[Start]
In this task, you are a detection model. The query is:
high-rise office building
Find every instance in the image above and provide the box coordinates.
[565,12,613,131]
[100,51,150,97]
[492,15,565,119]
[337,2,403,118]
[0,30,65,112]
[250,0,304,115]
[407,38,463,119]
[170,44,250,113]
[End]
### [Your goal]
Rewrite the data above, putting "tall commercial tower" wherever "high-rise office building" appears and keeping every other line the same.

### [Task solution]
In this task, you are a detection model. The query is:
tall commercial tower
Find every instance in the image above and provide the box coordinates.
[565,12,613,131]
[100,51,150,97]
[492,15,565,119]
[337,2,403,118]
[0,30,65,112]
[250,0,304,115]
[407,38,463,119]
[170,44,250,113]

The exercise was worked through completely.